* _Exercise text_:
+ + + + +

If you find yourself forced into early retirement, the first thing you should do is acknowledge your emotions and resist the urge to make any big decisions, advises Josh Nelson, a financial advisor and CEO/founder of Keystone Financial Services in Loveland, Colo. "Financial decisions made when you are emotional can lead to bad choices."

After you've given yourself some time to process what has happened and accepted that this means a change of plans, the next step is to create a new plan. But rather than go it alone, you'll want to put together a team that can help you make this transition a successful one.

If your company did a mass layoff, chances are they brought in experts to handle the downsizing. "The company could have resources available at termination like an outplacement agency," says Nelson. Take advantage of these resources for as long as you possibly can. Then, bring a financial advisor into the picture to walk you through your financial options going forward. Here are a few things you'll likely consider:

  1. Uncover Hidden Pensions
    If you once worked for another company that offered a pension, it is possible that the account still exists—it may have just been frozen when you left, says Nelson. That added money could help pad the retirement savings you already have.
  2. Address Medical Costs
    "Health insurance costs are some of the greatest costs throughout retirement," says Steven P. Azoury, CLU, ChFC, owner of Azoury Financial in Troy, Mich. If your company doesn't offer you an extension on your health insurance, and you're still too young to qualify for Medicare, getting another job that provides benefits—even if it's part-time—is a good option. So is becoming a dependent on your spouse's insurance.

+ + + + +

* _Your objective_: Copy the early retirement text word for word, in full. The entries that come after this text have no connection to it.

Collected data entries:
+ + + + +

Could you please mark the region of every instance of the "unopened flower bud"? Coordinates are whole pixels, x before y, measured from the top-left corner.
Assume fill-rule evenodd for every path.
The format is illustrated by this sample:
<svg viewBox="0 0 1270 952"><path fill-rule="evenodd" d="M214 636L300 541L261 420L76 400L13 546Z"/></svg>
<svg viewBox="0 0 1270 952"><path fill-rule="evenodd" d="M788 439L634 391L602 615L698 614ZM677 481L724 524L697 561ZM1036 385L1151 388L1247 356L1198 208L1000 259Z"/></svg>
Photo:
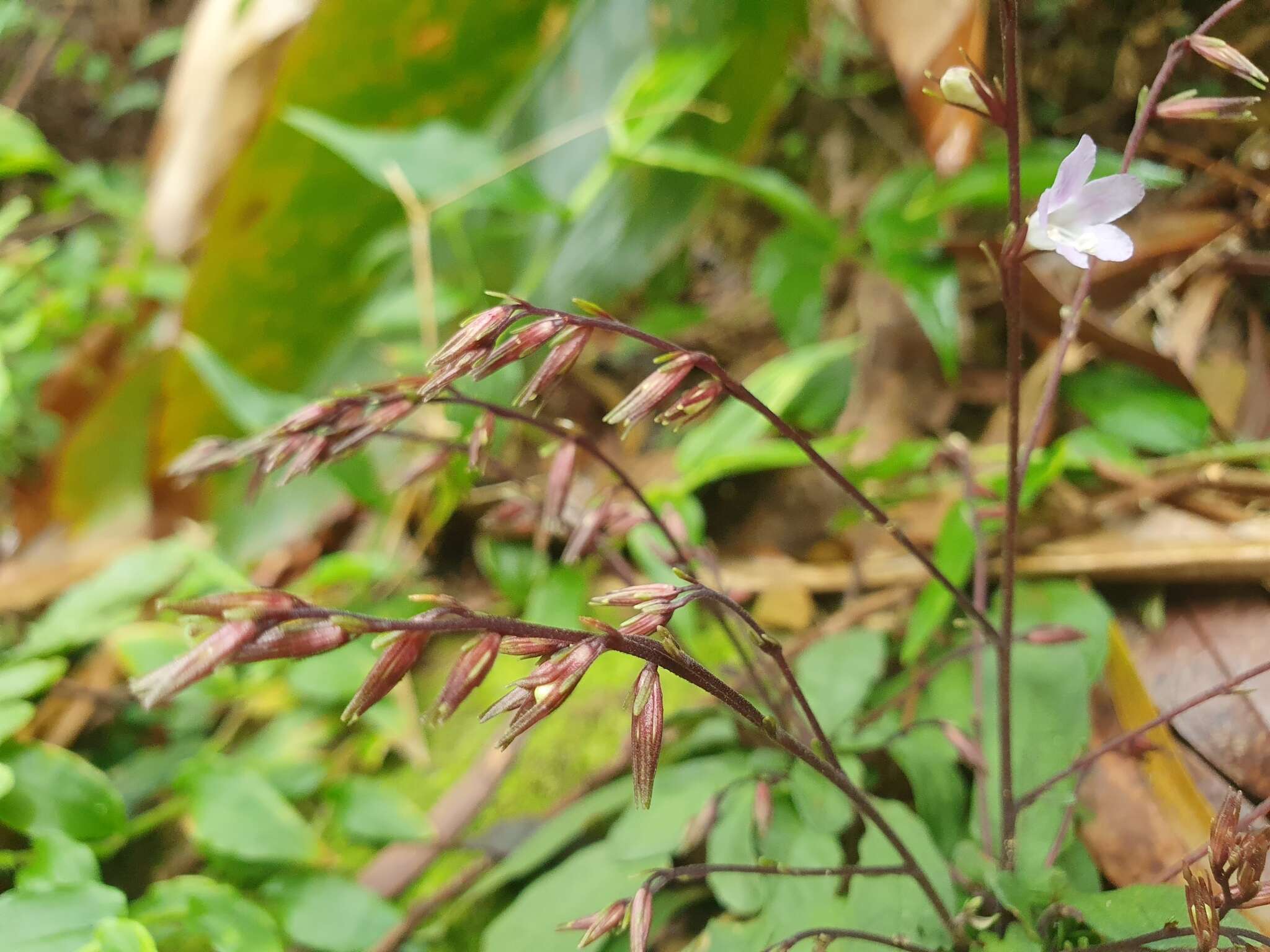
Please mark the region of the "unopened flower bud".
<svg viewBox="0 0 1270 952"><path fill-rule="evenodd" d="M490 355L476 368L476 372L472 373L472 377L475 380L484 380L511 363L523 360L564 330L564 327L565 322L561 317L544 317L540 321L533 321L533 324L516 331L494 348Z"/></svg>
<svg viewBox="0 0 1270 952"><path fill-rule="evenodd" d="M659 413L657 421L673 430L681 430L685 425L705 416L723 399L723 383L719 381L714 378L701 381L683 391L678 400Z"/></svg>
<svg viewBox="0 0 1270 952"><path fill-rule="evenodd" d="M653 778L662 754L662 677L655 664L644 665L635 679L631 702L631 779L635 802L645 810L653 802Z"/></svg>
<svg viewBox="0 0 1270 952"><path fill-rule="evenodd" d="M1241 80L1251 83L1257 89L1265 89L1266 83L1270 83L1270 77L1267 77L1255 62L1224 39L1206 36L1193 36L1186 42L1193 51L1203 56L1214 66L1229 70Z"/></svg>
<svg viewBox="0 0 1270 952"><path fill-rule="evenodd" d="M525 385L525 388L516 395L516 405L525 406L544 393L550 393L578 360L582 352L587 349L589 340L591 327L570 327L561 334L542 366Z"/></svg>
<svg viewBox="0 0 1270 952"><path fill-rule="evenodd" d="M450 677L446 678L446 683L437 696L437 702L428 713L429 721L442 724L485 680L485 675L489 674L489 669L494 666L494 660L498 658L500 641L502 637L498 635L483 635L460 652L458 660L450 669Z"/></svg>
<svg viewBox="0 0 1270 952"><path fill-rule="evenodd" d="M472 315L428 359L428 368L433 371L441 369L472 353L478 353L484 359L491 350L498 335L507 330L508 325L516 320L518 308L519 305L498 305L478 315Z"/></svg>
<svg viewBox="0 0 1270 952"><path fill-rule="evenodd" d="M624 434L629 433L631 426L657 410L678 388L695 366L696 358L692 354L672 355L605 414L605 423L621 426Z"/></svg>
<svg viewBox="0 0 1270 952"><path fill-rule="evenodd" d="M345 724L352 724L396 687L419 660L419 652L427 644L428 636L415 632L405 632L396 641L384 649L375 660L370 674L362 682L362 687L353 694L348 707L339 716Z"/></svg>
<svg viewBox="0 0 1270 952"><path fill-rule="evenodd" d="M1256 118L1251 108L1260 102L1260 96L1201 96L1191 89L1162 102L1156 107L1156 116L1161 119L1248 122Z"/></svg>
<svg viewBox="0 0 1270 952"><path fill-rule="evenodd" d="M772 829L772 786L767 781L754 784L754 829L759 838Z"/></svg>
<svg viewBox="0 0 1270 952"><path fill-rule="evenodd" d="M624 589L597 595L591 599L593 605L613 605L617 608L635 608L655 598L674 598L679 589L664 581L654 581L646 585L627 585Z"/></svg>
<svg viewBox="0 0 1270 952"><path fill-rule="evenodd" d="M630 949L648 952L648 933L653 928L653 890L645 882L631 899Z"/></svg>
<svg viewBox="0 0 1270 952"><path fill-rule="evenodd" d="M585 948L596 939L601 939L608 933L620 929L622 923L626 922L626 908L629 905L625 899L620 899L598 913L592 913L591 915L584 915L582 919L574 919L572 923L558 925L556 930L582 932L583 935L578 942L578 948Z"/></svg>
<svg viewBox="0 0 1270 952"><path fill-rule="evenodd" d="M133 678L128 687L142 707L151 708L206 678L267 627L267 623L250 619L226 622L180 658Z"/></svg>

+ + + + +

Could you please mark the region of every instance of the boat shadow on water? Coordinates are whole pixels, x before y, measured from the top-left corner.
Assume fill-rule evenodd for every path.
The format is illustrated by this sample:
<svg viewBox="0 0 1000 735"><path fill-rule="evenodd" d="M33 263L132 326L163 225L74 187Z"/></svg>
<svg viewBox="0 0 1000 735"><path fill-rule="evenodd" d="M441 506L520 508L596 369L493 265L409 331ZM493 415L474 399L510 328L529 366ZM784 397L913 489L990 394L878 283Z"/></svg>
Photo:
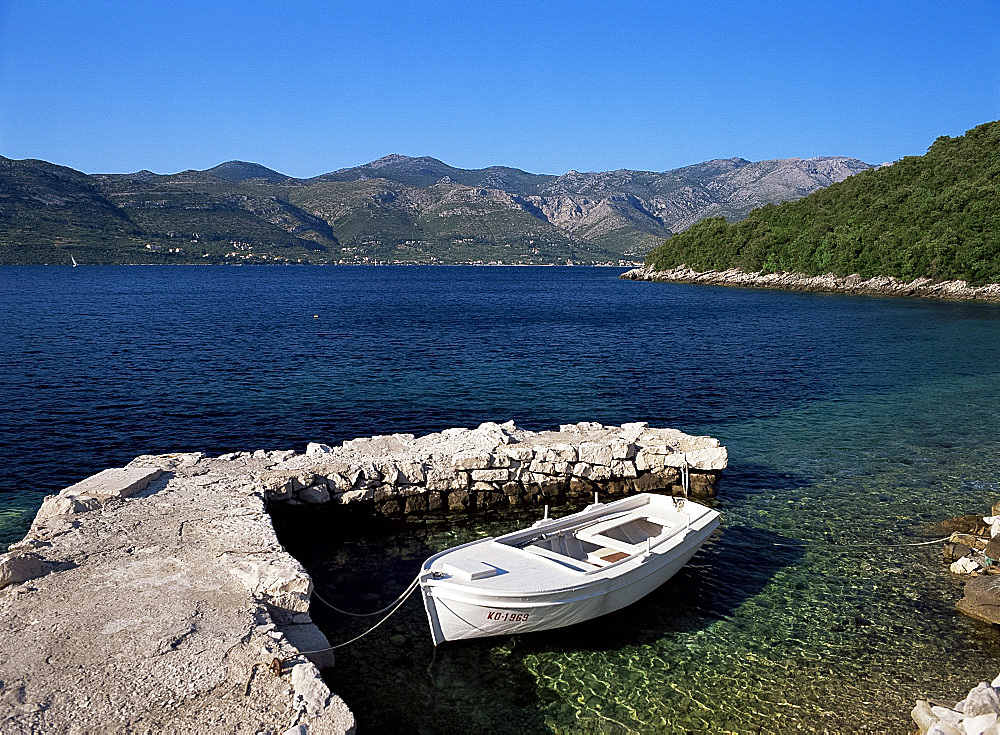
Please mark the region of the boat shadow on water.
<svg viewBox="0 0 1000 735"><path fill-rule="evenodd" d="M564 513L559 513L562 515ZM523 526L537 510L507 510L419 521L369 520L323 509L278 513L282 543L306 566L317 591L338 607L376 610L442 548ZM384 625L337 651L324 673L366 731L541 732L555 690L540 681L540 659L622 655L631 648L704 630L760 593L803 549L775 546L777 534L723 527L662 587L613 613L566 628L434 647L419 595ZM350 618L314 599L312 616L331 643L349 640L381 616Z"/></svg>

+ + + + +

* _Your response_:
If you find yourself forced into early retirement, the first thing you should do is acknowledge your emotions and resist the urge to make any big decisions, advises Josh Nelson, a financial advisor and CEO/founder of Keystone Financial Services in Loveland, Colo. "Financial decisions made when you are emotional can lead to bad choices."

After you've given yourself some time to process what has happened and accepted that this means a change of plans, the next step is to create a new plan. But rather than go it alone, you'll want to put together a team that can help you make this transition a successful one.

If your company did a mass layoff, chances are they brought in experts to handle the downsizing. "The company could have resources available at termination like an outplacement agency," says Nelson. Take advantage of these resources for as long as you possibly can. Then, bring a financial advisor into the picture to walk you through your financial options going forward. Here are a few things you'll likely consider:

  1. Uncover Hidden Pensions
    If you once worked for another company that offered a pension, it is possible that the account still exists—it may have just been frozen when you left, says Nelson. That added money could help pad the retirement savings you already have.
  2. Address Medical Costs
    "Health insurance costs are some of the greatest costs throughout retirement," says Steven P. Azoury, CLU, ChFC, owner of Azoury Financial in Troy, Mich. If your company doesn't offer you an extension on your health insurance, and you're still too young to qualify for Medicare, getting another job that provides benefits—even if it's part-time—is a good option. So is becoming a dependent on your spouse's insurance.